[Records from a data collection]
-- BEGIN --

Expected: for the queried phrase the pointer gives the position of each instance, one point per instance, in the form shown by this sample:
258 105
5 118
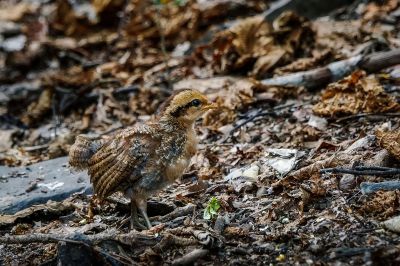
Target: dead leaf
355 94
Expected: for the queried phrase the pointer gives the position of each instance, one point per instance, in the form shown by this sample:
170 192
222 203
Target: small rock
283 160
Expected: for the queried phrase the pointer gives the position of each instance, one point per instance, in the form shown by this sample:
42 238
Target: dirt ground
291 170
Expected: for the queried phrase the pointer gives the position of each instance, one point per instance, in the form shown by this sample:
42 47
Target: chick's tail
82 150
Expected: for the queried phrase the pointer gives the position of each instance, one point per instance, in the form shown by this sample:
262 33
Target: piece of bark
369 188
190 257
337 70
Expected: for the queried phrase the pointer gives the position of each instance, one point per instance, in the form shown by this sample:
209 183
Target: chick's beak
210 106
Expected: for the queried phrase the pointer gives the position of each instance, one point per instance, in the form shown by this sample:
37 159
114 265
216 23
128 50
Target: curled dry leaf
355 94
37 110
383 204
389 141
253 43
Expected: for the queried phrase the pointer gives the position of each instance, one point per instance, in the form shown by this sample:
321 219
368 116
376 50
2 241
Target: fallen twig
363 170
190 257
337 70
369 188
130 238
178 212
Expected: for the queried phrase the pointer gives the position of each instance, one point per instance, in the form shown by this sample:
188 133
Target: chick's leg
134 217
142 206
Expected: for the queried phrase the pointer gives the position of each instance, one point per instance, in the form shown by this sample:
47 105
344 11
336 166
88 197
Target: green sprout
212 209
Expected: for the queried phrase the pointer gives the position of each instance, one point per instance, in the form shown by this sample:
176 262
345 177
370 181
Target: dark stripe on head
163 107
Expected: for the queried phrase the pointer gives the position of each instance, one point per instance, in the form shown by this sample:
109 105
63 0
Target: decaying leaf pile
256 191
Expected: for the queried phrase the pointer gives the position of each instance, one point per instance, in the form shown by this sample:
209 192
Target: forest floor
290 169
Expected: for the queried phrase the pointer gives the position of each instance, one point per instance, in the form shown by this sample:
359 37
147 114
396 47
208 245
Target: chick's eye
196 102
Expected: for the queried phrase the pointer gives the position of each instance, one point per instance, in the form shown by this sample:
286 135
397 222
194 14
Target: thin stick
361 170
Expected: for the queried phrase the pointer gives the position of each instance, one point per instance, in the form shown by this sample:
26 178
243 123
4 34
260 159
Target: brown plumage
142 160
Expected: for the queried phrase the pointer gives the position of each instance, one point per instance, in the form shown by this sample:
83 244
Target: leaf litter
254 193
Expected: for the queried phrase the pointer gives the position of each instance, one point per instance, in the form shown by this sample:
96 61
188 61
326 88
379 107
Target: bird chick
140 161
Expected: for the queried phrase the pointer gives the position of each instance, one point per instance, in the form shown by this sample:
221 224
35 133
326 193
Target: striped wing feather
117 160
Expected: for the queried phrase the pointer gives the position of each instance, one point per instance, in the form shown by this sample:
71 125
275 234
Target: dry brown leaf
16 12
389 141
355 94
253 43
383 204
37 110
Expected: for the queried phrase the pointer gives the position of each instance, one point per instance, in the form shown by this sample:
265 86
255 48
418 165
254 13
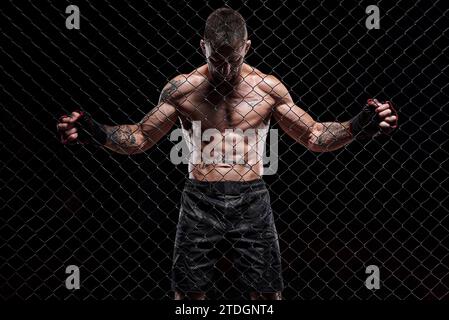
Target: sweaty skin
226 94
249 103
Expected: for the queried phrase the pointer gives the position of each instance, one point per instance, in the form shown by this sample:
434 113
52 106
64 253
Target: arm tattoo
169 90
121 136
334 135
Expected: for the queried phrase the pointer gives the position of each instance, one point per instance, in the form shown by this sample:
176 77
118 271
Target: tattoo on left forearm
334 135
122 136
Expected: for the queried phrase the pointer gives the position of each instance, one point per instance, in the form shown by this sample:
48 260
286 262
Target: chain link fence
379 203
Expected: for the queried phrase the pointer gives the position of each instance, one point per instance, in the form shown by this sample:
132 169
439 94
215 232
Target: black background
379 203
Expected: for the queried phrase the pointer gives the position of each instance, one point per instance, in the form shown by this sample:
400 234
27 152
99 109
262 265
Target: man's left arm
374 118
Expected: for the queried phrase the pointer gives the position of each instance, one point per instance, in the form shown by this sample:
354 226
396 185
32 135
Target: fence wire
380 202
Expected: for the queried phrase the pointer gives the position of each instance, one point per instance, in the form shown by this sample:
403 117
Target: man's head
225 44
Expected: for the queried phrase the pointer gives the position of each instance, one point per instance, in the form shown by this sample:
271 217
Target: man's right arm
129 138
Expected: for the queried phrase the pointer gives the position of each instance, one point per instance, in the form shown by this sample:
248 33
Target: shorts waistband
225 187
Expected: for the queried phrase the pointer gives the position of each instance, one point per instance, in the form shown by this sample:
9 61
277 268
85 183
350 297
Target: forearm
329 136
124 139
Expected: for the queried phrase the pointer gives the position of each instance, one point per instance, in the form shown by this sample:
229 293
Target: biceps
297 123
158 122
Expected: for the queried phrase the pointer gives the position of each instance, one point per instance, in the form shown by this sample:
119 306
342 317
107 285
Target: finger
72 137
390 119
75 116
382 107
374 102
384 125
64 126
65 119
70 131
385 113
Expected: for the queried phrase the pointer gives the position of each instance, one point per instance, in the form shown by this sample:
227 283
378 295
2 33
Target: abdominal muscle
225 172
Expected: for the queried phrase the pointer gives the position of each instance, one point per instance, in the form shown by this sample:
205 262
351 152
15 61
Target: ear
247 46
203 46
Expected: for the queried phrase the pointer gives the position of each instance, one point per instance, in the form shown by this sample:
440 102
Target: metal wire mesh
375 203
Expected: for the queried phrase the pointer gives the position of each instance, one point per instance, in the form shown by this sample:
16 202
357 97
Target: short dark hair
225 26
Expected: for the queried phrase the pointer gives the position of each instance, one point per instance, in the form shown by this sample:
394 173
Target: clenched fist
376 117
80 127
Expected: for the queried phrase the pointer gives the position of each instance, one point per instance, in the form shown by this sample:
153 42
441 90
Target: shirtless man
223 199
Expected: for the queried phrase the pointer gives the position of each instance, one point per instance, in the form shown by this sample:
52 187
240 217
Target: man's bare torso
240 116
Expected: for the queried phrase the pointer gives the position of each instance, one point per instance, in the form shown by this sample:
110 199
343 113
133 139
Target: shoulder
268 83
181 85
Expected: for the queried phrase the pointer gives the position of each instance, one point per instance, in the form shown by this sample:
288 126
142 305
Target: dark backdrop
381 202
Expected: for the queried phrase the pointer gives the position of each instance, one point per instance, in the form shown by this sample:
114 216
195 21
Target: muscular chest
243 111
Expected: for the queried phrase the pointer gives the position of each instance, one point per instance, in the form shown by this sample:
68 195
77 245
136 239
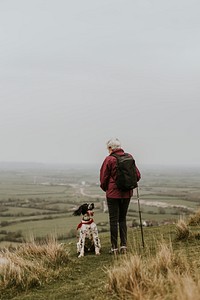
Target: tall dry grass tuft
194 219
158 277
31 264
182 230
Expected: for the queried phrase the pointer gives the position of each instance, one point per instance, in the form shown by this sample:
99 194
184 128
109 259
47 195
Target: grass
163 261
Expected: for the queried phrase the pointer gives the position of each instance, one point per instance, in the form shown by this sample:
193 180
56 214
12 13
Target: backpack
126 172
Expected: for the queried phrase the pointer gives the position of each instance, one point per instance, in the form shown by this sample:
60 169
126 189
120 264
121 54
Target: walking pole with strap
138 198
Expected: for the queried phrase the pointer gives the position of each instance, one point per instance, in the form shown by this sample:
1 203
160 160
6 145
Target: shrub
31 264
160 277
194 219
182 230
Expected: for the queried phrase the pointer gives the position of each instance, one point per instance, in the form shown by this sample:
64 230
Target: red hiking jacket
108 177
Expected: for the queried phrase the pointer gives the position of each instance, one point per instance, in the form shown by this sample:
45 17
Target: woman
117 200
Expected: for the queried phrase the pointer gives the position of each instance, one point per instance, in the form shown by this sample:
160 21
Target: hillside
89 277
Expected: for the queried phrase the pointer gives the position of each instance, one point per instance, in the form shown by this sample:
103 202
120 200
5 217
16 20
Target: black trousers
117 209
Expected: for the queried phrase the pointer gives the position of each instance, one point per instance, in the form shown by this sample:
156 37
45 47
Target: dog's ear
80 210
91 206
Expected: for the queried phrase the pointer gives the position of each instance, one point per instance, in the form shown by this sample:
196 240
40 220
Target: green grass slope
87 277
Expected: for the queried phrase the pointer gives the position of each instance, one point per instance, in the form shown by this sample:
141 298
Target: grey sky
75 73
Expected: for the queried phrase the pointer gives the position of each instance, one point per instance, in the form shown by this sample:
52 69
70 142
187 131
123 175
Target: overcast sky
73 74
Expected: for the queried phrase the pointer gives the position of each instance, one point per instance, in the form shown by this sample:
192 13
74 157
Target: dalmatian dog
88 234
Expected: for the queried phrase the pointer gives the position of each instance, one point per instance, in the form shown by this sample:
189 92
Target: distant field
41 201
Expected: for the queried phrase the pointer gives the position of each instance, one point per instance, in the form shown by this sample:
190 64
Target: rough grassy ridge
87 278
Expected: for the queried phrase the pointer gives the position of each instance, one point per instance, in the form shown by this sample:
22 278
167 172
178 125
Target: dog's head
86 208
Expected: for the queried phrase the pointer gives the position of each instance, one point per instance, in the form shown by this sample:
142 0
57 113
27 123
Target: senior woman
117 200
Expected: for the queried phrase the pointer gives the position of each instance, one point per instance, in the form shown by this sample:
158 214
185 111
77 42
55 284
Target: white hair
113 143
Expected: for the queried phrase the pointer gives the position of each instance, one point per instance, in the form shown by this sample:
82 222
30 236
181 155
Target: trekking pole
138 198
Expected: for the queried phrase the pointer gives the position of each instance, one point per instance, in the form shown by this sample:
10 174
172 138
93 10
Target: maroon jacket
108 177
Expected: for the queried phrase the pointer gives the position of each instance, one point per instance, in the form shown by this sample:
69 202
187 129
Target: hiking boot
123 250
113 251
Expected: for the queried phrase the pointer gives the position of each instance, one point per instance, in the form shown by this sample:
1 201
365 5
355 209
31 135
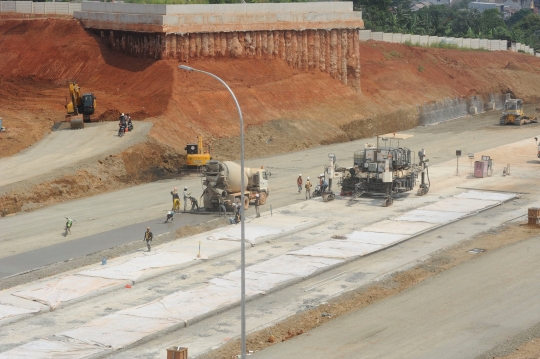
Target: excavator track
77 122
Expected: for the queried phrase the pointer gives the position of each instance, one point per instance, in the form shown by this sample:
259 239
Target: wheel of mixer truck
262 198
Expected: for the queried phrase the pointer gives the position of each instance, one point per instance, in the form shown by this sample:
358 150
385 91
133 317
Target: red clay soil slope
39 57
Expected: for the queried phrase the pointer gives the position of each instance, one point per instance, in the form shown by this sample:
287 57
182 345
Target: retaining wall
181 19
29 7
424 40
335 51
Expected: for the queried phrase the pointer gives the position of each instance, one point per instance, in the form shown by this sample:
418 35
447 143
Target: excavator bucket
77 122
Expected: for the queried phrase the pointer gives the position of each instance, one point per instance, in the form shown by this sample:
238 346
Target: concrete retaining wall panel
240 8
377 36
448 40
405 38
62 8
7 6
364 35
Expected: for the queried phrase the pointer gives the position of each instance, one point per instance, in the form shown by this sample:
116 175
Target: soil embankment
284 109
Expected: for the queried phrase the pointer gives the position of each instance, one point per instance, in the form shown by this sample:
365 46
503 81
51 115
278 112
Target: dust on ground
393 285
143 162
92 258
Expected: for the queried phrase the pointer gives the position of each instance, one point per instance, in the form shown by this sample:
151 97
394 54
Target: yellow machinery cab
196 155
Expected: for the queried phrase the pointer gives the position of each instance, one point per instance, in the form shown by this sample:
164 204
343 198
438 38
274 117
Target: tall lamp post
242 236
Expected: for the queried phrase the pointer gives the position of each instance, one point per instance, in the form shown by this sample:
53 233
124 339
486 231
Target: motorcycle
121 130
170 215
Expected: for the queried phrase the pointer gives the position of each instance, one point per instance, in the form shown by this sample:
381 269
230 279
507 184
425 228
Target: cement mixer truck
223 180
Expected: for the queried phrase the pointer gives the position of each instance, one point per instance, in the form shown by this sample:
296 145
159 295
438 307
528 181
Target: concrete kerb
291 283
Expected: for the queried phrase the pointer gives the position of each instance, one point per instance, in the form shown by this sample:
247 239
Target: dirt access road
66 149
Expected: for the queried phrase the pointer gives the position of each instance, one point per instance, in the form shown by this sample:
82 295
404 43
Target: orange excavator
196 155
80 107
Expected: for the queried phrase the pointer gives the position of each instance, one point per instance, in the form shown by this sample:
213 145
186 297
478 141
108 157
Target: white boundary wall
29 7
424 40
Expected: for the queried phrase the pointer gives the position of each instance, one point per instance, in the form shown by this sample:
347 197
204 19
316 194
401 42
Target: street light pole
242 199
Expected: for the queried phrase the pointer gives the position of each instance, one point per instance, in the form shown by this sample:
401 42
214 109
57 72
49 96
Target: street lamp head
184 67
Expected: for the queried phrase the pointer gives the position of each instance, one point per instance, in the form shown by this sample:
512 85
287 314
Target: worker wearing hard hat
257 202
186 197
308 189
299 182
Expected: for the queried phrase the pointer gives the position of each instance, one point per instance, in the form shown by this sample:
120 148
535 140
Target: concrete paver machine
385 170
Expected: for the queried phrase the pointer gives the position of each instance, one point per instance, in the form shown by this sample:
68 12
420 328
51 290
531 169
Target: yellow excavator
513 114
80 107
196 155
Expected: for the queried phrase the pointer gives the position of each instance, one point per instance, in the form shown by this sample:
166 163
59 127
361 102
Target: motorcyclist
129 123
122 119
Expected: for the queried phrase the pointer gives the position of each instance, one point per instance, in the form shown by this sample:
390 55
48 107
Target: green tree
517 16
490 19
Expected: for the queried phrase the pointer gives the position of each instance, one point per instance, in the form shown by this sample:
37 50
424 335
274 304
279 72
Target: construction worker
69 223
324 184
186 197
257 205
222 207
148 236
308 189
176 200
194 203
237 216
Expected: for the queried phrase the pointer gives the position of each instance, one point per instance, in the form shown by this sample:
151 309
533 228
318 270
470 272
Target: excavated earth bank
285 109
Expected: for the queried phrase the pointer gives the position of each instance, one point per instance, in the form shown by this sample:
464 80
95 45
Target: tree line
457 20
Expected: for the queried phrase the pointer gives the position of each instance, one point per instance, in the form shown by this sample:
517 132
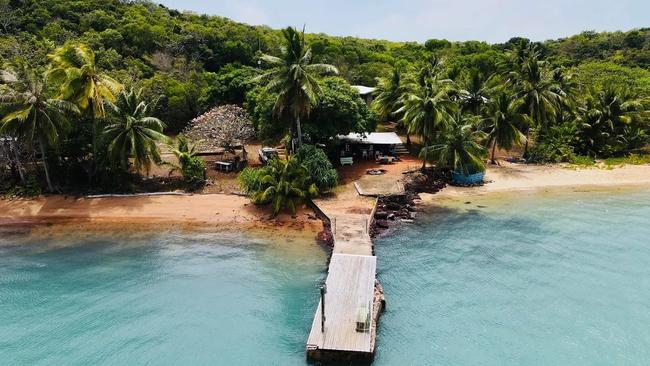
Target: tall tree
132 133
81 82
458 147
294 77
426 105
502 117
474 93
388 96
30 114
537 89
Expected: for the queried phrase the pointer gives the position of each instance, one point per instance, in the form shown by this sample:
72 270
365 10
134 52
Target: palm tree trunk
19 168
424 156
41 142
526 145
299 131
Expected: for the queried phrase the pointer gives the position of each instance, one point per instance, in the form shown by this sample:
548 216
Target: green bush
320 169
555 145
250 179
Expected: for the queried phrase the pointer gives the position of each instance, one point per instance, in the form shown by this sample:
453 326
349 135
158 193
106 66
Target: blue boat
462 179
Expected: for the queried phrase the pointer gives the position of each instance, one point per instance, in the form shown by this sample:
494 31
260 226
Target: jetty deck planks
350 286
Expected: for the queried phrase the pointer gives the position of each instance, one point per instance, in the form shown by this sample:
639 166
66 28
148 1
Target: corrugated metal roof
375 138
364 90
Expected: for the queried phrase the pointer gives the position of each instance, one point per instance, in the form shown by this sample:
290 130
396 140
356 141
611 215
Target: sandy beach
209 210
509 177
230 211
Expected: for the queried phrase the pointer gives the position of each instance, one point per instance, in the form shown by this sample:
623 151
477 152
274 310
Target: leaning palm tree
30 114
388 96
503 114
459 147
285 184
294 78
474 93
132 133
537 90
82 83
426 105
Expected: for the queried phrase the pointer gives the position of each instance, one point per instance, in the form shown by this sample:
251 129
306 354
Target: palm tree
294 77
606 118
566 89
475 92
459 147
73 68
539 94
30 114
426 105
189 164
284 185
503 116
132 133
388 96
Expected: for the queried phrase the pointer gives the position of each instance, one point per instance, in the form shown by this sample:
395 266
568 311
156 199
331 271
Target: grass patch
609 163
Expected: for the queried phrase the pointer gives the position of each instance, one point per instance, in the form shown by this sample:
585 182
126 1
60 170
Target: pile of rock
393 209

-- END --

▸ **To do**
Collect every line in the records above that contains the string "mixer". The match is case-sensitive.

▸ **Result of this exercise**
Target: wheel of mixer truck
Target: cement mixer truck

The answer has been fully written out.